- _Tâches à réaliser_:
**a.** Dans le texte sur la densification urbaine, reformulez sous forme de liste le paragraphe qui commence par « L’architecte Jean-François St-Onge » en conservant ses faits principaux.
**b.** Rédigez la suite du texte sur la densification urbaine à partir de sa dernière phrase.

- _Texte de référence_:
:::::
Maxime-Alexis Frappier, associé et président d’ACDF Architecture (Photo: courtoisie)
ARCHITECTURE. Souvent décriée ou vue avec méfiance, la densification contribue pourtant à la création de milieux urbains de qualité. Pour y parvenir, la participation des architectes s’avère toutefois incontournable.
La Politique nationale de l’architecture et de l’aménagement du territoire (PNAAT), attendue depuis 40 ans par les architectes québécois et finalement dévoilée en juin dernier, place « une densification qui préserve la qualité des milieux de vie et qui s’avère pertinente pour les communautés » au cœur des enjeux.
Cette réflexion a de quoi réjouir le président de l’Ordre des architectes du Québec (OAQ), Pierre Corriveau, qui croit qu’il existe « une perception très négative de la densification en raison d’erreurs du passé ».
L’architecte Maxime-Alexis Frappier, associé et président d’ACDF Architecture, abonde dans le même sens. « Pour promouvoir la densification, il faut qu’elle soit meilleure », estime-t-il.
Pierre Corriveau assure néanmoins qu’il est possible de créer « des espaces de vie extraordinairement riches, où la notion de communauté est très forte, où les services de proximité sont accessibles à pied, où vous ne perdez plus de temps dans les transports ». Cette responsabilité repose sur les épaules de l’architecte, selon lui.
L’architecte Jean-François St-Onge, associé d’ADHOC architecture, explique que la contribution de ses collègues et de lui-même se décline en différents aspects. Leur sensibilité et leur lecture du paysage permettent notamment de mettre en valeur les divers éléments, de créer un dialogue avec le passé. « Je crois aussi que les architectes doivent s’engager dans le débat, à l’instar des maires. »
Maxime-Alexis Frappier pense également que les architectes sont des acteurs primordiaux de la densification. « On travaille sur des projets qui contribuent à la société. » Les équipes multidisciplinaires regroupant tous les partenaires en amont d’un projet ont d’ailleurs de plus en plus la cote afin de réaliser des milieux de plus grande qualité.
Encore faut-il que les promoteurs, les élus et la population exigent cette qualité des architectes.
:::::
- _Liste des données_:
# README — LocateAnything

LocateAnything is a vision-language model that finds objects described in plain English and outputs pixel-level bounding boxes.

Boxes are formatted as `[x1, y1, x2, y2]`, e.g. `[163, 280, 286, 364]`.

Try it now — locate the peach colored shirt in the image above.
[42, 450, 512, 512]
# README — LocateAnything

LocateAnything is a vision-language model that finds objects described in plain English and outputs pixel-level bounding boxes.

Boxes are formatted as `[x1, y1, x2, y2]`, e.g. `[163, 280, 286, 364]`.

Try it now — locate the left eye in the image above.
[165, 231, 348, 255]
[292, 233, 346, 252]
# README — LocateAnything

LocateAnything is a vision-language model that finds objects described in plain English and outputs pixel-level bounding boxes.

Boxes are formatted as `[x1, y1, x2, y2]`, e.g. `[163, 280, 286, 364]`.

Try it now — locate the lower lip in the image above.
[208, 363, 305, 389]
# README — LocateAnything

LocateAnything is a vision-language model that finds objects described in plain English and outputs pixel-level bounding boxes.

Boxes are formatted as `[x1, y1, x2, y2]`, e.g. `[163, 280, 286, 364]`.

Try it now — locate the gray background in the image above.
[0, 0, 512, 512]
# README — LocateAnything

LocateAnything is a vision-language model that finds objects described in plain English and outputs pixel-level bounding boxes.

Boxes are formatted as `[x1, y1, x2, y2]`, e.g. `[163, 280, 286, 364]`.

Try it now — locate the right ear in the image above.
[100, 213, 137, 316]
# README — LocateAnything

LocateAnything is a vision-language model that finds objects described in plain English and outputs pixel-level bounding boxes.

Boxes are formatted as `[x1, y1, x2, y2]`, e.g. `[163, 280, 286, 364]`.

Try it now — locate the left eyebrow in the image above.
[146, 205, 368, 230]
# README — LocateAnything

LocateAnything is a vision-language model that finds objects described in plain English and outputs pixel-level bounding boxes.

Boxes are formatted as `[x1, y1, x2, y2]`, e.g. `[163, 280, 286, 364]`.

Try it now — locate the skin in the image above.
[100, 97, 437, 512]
:::::
- _Résultats_:
**a.**
- Jean-François St-Onge, associé d’ADHOC architecture, explique que la contribution des architectes se décline en différents aspects.
- Leur sensibilité et leur lecture du paysage permettent notamment de mettre en valeur les divers éléments et de créer un dialogue avec le passé.
- Selon lui, les architectes doivent aussi s’engager dans le débat, à l’instar des maires.

**b.**
Bien densifier
Quand vient le temps de parler de densification heureuse, la mixité revient constamment dans le discours des architectes consultés. Et pour cause. « Proposer des milieux variés est essentiel. On veut que les résidents puissent être capables de travailler, de consommer et de se divertir à une distance de marche. Bref, on veut leur offrir une meilleure qualité de vie », résume Maxime-Alexis Frappier.
Pour ce dernier, la densification doit obligatoirement s’associer à de nombreux espaces publics, qui vont du parc à la placette, en passant par la ruelle. « Le défi est de trouver le juste milieu entre superficie habitée et superficie de jouissance. Pour convaincre quelqu’un de quitter sa maison de banlieue pour un projet dense, il faut lui offrir plus que ce qu’il a déjà. »
Encourager la qualité
La culture de la qualité en architecture ne fait pas partie de l’ADN du Québec, comme c’est le cas par exemple en France ou en Norvège, deux pays qui ont adopté une Politique nationale de l’architecture il y a plusieurs années.
Tout n’est pas perdu pour autant. « Un peu comme la culture en général, la culture de la qualité en architecture se développe, estime Jean-François St-Onge. Plus on en consomme, plus on en veut. » Celui-ci relève que le Québécois moyen voyage de plus en plus et qu’il voit de beaux exemples ailleurs. « Ça nous conscientise comme société. »
Comme l’architecte le souligne, plusieurs études montrent que la qualité architecturale augmente le bien-être et même la productivité.
Essentielle cohérence
Pour le président de l’OAQ, un projet de qualité répond d’abord au contexte dans lequel il s’insère. « Vous pouvez doubler la densité d’un quartier de bungalows avec des unités d’habitation accessoires sans que personne ne s’en rende compte », illustre-t-il.
Jean-François St-Onge renchérit : « Il faut placer l’humain au centre de la réflexion. Ça nous amène à travailler à échelle humaine avec une volumétrie adaptée à son contexte. La densification permet de créer des liens urbains. »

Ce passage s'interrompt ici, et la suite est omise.